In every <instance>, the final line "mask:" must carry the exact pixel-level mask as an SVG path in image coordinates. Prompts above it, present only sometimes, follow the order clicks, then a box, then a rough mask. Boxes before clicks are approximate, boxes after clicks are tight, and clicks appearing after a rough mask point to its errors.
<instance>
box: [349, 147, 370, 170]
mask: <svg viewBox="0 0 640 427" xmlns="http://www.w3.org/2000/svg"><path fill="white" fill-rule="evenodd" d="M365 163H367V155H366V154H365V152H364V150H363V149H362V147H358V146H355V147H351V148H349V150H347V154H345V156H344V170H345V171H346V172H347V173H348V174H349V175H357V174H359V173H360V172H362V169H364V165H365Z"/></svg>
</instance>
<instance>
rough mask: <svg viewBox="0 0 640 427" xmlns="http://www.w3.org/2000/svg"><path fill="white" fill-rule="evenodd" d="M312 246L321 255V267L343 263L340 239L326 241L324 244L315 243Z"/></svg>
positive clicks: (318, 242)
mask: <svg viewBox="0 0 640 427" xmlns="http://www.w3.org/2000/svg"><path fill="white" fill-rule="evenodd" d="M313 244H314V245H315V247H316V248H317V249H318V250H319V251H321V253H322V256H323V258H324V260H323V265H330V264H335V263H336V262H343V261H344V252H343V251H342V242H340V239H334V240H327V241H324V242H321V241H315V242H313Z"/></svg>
----------------------------------------
The task>
Scan the listing above, and wherever a line holds the word "instance", copy it.

Solution to this problem>
In every <instance>, the final line "mask:" must carry the exact pixel-level mask as an SVG path in image coordinates. Prompts above it, present only sometimes, follow the order clicks, then a box, then a rough mask. Boxes before clicks are approximate, boxes after clicks are tight, and clicks appearing after a rough mask point to its errors.
<instance>
</instance>
<instance>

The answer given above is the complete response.